━━ Data supplied ━━

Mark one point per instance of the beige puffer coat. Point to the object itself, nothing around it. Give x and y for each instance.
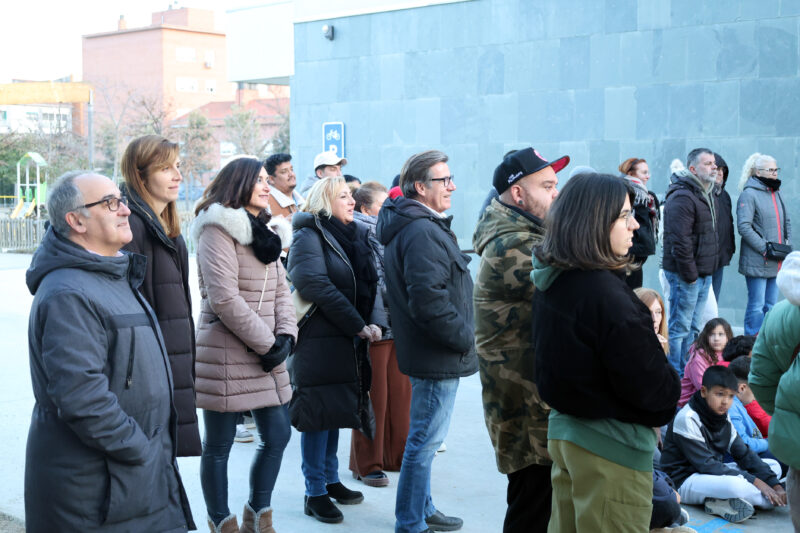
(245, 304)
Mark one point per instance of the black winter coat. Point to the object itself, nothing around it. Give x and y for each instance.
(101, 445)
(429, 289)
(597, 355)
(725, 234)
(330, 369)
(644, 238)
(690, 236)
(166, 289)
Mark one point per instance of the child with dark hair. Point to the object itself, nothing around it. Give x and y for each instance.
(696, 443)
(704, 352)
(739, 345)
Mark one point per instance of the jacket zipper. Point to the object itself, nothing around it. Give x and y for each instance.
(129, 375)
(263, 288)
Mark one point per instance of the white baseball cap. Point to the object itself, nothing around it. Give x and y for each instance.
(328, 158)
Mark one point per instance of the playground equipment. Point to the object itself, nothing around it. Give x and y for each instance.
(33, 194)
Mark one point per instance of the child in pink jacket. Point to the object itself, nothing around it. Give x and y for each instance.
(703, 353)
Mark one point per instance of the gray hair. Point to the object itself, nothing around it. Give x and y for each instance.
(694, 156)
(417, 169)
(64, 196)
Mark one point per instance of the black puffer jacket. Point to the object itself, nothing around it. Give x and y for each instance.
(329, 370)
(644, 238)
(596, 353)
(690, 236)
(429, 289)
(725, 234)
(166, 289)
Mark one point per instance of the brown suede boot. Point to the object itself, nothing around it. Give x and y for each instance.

━━━
━━ Data supplied ━━

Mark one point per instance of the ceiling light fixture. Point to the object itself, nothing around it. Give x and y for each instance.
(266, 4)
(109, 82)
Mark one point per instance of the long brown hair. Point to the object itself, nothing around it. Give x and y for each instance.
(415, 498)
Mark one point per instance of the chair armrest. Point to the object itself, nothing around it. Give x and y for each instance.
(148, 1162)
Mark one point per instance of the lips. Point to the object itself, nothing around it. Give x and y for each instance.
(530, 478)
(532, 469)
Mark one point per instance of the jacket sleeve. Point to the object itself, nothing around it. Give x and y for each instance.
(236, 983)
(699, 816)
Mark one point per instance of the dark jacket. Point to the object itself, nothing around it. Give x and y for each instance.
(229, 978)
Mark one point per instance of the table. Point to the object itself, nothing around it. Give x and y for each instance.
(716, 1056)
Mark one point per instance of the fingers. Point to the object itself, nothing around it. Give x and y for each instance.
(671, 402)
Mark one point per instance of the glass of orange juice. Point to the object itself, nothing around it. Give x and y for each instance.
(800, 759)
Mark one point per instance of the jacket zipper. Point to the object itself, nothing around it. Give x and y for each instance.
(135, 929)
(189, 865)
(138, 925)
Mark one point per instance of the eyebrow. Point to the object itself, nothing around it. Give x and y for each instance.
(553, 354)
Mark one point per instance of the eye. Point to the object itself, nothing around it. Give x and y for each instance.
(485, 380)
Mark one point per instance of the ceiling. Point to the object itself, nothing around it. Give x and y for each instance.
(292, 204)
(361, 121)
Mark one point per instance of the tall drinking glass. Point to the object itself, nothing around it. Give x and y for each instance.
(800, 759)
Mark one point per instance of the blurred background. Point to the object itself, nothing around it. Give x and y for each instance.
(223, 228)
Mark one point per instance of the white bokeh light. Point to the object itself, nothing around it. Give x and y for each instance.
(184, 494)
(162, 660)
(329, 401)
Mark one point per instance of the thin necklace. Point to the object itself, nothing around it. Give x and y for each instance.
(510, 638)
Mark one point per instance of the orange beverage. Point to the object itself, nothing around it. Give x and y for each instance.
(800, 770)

━━━

Goal - Rewrite the listing from the line with "Mark one point per instance of the child in" to the line with "Mark one point per instance of the brown", switching "gray hair" to "silver hair" and leaving everything else as it is.

Task answer -
Mark one point per instance of the child in pink jacket. Point to the object itself, nothing around it. Give x and y for each instance.
(703, 353)
Mark one point per instance of the silver hair. Point to the object itself, nothing around it. Give x and y for each instance.
(694, 156)
(417, 169)
(64, 196)
Mark one point per instance of the black puffer jacket. Point to the object itself, nothing around it. Give x and y for each instance.
(329, 370)
(644, 238)
(596, 353)
(690, 236)
(429, 289)
(725, 234)
(166, 289)
Mark one point per instance of the brown suede boot. Point to the object itself, nothing around it. Give x and y for each instance.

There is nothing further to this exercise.